DATA LINES ::

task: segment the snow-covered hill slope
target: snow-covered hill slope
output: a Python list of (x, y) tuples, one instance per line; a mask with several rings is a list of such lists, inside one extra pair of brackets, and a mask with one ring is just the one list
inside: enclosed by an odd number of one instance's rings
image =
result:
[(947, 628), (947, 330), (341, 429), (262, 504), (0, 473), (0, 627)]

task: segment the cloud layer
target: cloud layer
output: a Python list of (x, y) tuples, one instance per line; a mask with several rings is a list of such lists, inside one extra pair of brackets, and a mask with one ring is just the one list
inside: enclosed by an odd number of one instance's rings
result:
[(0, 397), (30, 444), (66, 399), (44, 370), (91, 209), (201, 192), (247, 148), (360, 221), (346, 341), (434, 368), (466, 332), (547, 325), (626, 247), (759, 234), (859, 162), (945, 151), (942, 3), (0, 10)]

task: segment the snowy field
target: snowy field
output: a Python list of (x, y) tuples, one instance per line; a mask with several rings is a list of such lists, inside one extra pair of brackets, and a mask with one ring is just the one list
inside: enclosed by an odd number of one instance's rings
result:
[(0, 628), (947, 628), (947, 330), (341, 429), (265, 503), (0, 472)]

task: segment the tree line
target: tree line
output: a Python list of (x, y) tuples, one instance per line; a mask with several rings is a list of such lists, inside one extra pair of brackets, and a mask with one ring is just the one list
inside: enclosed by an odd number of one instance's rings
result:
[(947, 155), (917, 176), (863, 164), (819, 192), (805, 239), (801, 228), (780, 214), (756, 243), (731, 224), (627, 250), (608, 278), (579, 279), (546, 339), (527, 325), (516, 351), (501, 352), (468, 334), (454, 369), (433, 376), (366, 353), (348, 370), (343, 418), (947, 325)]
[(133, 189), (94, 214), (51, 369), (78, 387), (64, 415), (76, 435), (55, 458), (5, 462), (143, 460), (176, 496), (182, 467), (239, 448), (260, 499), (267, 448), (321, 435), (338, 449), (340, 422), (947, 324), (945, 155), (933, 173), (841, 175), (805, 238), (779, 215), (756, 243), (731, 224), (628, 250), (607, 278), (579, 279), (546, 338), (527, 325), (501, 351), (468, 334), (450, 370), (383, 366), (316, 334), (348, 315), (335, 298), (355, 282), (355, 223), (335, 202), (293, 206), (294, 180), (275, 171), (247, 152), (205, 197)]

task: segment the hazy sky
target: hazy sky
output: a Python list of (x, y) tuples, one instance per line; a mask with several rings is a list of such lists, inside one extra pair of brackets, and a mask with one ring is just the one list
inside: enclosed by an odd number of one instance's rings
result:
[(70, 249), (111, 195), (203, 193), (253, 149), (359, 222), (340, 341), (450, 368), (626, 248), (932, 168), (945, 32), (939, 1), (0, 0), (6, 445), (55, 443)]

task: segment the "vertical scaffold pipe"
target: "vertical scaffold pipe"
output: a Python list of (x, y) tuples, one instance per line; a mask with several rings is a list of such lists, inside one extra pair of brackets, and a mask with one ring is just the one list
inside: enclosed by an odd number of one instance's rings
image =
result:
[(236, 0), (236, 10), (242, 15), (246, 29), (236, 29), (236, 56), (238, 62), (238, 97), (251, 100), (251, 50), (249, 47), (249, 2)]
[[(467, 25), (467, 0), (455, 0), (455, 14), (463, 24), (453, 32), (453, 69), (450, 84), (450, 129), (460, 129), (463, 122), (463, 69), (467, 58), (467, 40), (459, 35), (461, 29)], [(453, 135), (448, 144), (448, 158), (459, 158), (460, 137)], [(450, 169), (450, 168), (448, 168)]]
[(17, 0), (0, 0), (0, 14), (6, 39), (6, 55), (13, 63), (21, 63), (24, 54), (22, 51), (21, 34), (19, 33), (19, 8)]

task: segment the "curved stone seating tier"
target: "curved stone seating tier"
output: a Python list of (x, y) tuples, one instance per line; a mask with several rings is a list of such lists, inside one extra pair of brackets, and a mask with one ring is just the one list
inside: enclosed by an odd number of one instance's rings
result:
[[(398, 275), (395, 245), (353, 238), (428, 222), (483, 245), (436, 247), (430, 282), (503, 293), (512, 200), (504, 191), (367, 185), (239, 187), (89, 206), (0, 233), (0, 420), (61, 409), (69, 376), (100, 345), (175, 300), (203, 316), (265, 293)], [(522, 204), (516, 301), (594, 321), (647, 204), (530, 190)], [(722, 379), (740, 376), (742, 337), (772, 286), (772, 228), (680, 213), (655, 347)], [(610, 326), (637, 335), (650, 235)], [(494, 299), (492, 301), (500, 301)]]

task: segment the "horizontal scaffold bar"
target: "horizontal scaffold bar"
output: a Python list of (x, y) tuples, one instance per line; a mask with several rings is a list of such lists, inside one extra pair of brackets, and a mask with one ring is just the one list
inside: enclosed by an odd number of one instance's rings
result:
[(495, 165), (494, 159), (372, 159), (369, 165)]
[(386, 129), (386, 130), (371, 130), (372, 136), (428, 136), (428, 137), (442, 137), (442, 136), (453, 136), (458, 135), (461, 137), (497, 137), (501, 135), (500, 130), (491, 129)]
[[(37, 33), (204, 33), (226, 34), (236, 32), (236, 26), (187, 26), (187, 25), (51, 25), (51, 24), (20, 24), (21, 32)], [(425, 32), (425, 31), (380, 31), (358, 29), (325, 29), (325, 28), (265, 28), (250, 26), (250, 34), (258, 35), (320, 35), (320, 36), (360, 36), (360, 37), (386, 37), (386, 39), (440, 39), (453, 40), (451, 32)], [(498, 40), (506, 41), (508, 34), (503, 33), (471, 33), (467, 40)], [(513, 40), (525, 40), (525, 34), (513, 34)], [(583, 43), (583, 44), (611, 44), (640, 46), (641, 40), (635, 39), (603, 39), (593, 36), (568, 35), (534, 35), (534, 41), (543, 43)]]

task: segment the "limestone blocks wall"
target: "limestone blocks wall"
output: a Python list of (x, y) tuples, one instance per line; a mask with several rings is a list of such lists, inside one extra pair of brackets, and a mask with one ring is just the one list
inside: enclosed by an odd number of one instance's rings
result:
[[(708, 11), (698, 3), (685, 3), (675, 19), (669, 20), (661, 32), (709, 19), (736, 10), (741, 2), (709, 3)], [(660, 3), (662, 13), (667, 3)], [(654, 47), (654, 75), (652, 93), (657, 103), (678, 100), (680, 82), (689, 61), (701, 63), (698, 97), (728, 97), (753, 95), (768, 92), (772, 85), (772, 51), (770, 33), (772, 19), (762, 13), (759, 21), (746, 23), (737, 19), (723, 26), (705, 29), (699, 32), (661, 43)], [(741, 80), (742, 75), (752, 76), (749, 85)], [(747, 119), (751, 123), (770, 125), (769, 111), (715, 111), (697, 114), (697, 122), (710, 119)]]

TASK REQUIREMENTS :: Present every item above as a numbered list with one line per entry, leaving out the blank lines.

WRITTEN RESPONSE ::
1. task: segment the snow-covered hill slope
2. target: snow-covered hill slope
3. output: a Python list of (x, y) tuples, one instance per line; a mask with several rings is a list of such lists, inside one extra pair of brackets, and a mask with one ring is just the one list
4. inside: enclosed by an odd number of one instance's rings
5. image =
6. result:
7. [(947, 628), (947, 330), (341, 429), (262, 504), (0, 473), (0, 627)]
8. task: segment the cloud layer
9. target: cloud layer
10. output: a Python list of (x, y) tuples, one instance per line; a mask with several rings is a list of such lists, inside one extra pair of brackets, and a mask with one ring is just the one list
11. inside: enclosed by an odd number of one instance's rings
12. result:
13. [(0, 397), (30, 444), (66, 399), (44, 370), (91, 209), (201, 192), (247, 148), (360, 221), (346, 341), (434, 368), (466, 332), (547, 325), (626, 247), (759, 234), (859, 162), (945, 151), (942, 3), (0, 10)]
14. task: segment the snowy field
15. target: snowy field
16. output: a Python list of (x, y) tuples, one instance per line; a mask with several rings is a list of such lists, inside one extra pair of brackets, and a mask with one ring is just the one list
17. inside: enclosed by an odd number of one instance's rings
18. result:
19. [(0, 628), (947, 628), (947, 330), (341, 429), (265, 503), (0, 472)]
20. task: segment the tree line
21. target: tree line
22. output: a Python list of (x, y) tuples, one instance per line; a mask with several rings is a list of such lists, inside one extra pair of brackets, and a mask with one ring is just the one list
23. inside: enclosed by an odd number of one instance's rings
24. result:
25. [(947, 155), (917, 176), (863, 164), (819, 192), (805, 239), (801, 228), (780, 214), (756, 243), (731, 224), (627, 250), (608, 278), (579, 279), (546, 339), (527, 325), (516, 351), (501, 352), (468, 334), (454, 369), (433, 376), (366, 353), (348, 370), (343, 418), (947, 325)]
26. [(133, 189), (94, 214), (51, 369), (78, 387), (64, 415), (76, 435), (55, 458), (5, 462), (143, 460), (176, 496), (182, 467), (239, 448), (260, 499), (267, 448), (321, 435), (338, 449), (340, 422), (947, 324), (945, 155), (933, 173), (841, 175), (805, 238), (779, 215), (756, 243), (731, 224), (628, 250), (607, 278), (579, 279), (546, 338), (527, 325), (501, 351), (468, 334), (450, 370), (383, 366), (316, 334), (348, 315), (335, 298), (355, 282), (355, 223), (335, 202), (293, 206), (294, 180), (275, 171), (247, 152), (205, 197)]
27. task: segment the hazy sky
28. target: hazy sky
29. output: a Python list of (x, y) tuples, one instance per line; a mask with several rings is a list of such lists, inside one extra pair of brackets, and a mask with one ring is just the one list
30. inside: enclosed by an odd number of one instance's rings
31. result:
32. [(70, 249), (111, 195), (203, 193), (253, 149), (359, 222), (340, 341), (450, 368), (626, 248), (932, 168), (945, 32), (939, 1), (0, 0), (6, 445), (55, 443)]
33. task: segment the "vertical scaffold pipe"
34. target: "vertical scaffold pipe"
35. output: a Python list of (x, y) tuples, one instance per line; a mask with several rings is a list of such lists, inside one extra pair of brackets, and a mask with one ring is just the one list
36. inside: enclosed by an odd number of one instance's rings
37. image =
38. result:
39. [(236, 0), (236, 10), (242, 15), (246, 29), (236, 29), (236, 56), (238, 62), (238, 97), (251, 100), (251, 50), (249, 47), (249, 2)]
40. [[(467, 25), (467, 0), (455, 0), (455, 14), (463, 24), (453, 32), (453, 69), (450, 84), (450, 129), (460, 129), (463, 122), (463, 69), (467, 58), (467, 40), (459, 35), (461, 29)], [(453, 135), (448, 144), (448, 158), (459, 158), (460, 137)], [(450, 169), (450, 168), (448, 168)]]
41. [(17, 0), (0, 0), (0, 14), (6, 39), (6, 55), (13, 63), (21, 63), (24, 54), (22, 51), (21, 34), (19, 33), (19, 8)]
42. task: segment the "curved stone seating tier"
43. target: "curved stone seating tier"
44. output: a Python list of (x, y) tuples, one instance per line; a mask with several rings is a list of such lists, inside one extra pair of brackets, and a mask with one ring is just the one list
45. inside: enclosed by an odd number of one instance's rings
46. result:
47. [[(398, 275), (395, 245), (353, 238), (428, 222), (483, 245), (436, 247), (430, 282), (503, 293), (512, 200), (504, 191), (367, 185), (239, 187), (89, 206), (0, 233), (0, 420), (61, 409), (69, 376), (100, 345), (175, 300), (203, 316), (265, 293)], [(522, 204), (516, 301), (594, 321), (647, 204), (530, 190)], [(722, 379), (740, 376), (742, 337), (772, 286), (772, 228), (680, 213), (655, 347)], [(610, 326), (637, 335), (650, 235)], [(494, 299), (492, 301), (500, 301)]]
48. task: segment the "horizontal scaffold bar"
49. target: "horizontal scaffold bar"
50. output: a Python list of (x, y) tuples, one instance per line; a mask with several rings is a list of such lists, inside one extra pair of brackets, and a mask with one ring is just the one list
51. inside: enclosed by an odd number of one instance's rings
52. result:
53. [(495, 165), (494, 159), (372, 159), (369, 165)]
54. [(386, 129), (386, 130), (371, 130), (372, 136), (428, 136), (428, 137), (442, 137), (442, 136), (453, 136), (458, 135), (461, 137), (497, 137), (501, 135), (500, 130), (491, 129)]
55. [[(37, 33), (204, 33), (226, 34), (236, 32), (236, 26), (187, 26), (187, 25), (51, 25), (51, 24), (20, 24), (21, 32)], [(425, 32), (425, 31), (380, 31), (358, 29), (325, 29), (325, 28), (265, 28), (250, 26), (250, 34), (258, 35), (320, 35), (320, 36), (360, 36), (360, 37), (386, 37), (386, 39), (440, 39), (453, 40), (451, 32)], [(498, 40), (506, 41), (508, 34), (503, 33), (471, 33), (467, 40)], [(513, 40), (525, 40), (525, 34), (513, 34)], [(583, 43), (583, 44), (611, 44), (640, 46), (641, 40), (635, 39), (603, 39), (593, 36), (568, 35), (534, 35), (534, 41), (543, 43)]]
56. task: segment the "limestone blocks wall"
57. target: "limestone blocks wall"
58. output: a Python list of (x, y) tuples, one instance per line; a mask with several rings is a list of such lists, inside one extra pair of brackets, and a mask with one ring is just the one list
59. inside: enclosed by an odd number of one instance's rings
60. result:
61. [[(708, 11), (698, 3), (685, 3), (675, 19), (669, 20), (661, 32), (709, 19), (736, 10), (741, 2), (709, 3)], [(660, 3), (662, 13), (667, 3)], [(654, 47), (654, 75), (652, 93), (657, 103), (678, 100), (680, 82), (689, 61), (701, 63), (698, 97), (728, 97), (753, 95), (768, 92), (772, 85), (772, 51), (770, 33), (772, 19), (762, 13), (759, 21), (746, 23), (737, 19), (723, 26), (705, 29), (699, 32), (661, 43)], [(741, 80), (742, 75), (752, 76), (749, 85)], [(747, 119), (751, 123), (770, 125), (769, 111), (715, 111), (697, 114), (697, 122), (710, 119)]]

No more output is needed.